- Set exercise
Retype the passage on Joe Eggeling word for word, in full.

- Selected passage
------------------------------------------------

Dr William Julius (Joe) Eggeling FRSE (18 July 1909 in Upper Largo, Fife - 10 February 1994 in Perth) was a Scottish-born forester, botanist, and naturalist. Eggeling was a dominant figure in the Uganda Forest Department in the 1930s and 1940s, and played an important role in nature conservation in Scotland during the 1950s and 1960s.

He also served as the 16th president of The Uganda Society

==Life==

'Joe' Eggeling was born the son of a doctor in Upper Largo in Fife. When seven years old and enrolled at Kirkton of Largo Parish School, he was bed-ridden for 18 months with tuberculosis of the hip. Despite this initial set back he rose to a distinguished career. Following St Mary's Preparatory School in Melrose, where he was Vice-Captain, Dux and Victor Ludorum, his schooling was completed at Giggleswick in Yorkshire. At the University of Edinburgh he graduated with a BSc in Forestry, and was awarded the Younger Medal in Practical Forestry, and three class medals for Indian and Colonial forestry, and forest mycology. In 1930-31 he attended the Colonial Service Postgraduate Course in Forestry at the University of Oxford.

------------------------------------------------

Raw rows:

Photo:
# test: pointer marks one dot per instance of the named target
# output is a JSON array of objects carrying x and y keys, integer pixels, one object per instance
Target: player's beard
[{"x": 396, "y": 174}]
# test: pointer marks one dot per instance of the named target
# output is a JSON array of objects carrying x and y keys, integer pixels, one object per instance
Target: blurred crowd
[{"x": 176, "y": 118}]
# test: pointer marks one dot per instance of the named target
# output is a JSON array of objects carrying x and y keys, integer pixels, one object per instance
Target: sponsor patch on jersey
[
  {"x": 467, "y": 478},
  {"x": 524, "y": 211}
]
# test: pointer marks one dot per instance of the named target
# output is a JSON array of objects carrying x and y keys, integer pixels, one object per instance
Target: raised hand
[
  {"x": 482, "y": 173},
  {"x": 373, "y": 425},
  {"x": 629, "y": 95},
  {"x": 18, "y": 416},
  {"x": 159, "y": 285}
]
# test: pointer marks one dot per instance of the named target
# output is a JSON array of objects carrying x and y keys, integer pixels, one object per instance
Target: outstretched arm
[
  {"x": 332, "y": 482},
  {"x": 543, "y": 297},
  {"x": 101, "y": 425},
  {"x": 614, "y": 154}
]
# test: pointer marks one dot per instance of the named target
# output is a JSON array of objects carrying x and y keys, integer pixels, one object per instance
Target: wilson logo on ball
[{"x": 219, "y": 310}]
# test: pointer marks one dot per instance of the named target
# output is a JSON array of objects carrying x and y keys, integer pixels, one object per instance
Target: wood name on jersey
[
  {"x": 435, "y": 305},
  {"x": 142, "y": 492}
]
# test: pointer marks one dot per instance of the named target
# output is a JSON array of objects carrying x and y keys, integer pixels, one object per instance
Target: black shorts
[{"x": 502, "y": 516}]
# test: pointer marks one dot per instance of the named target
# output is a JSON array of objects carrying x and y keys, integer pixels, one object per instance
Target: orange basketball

------------------------------------------------

- Output for this exercise
Dr William Julius (Joe) Eggeling FRSE (18 July 1909 in Upper Largo, Fife - 10 February 1994 in Perth) was a Scottish-born forester, botanist, and naturalist. Eggeling was a dominant figure in the Uganda Forest Department in the 1930s and 1940s, and played an important role in nature conservation in Scotland during the 1950s and 1960s.

He also served as the 16th president of The Uganda Society

==Life==

'Joe' Eggeling was born the son of a doctor in Upper Largo in Fife. When seven years old and enrolled at Kirkton of Largo Parish School, he was bed-ridden for 18 months with tuberculosis of the hip. Despite this initial set back he rose to a distinguished career. Following St Mary's Preparatory School in Melrose, where he was Vice-Captain, Dux and Victor Ludorum, his schooling was completed at Giggleswick in Yorkshire. At the University of Edinburgh he graduated with a BSc in Forestry, and was awarded the Younger Medal in Practical Forestry, and three class medals for Indian and Colonial forestry, and forest mycology. In 1930-31 he attended the Colonial Service Postgraduate Course in Forestry at the University of Oxford.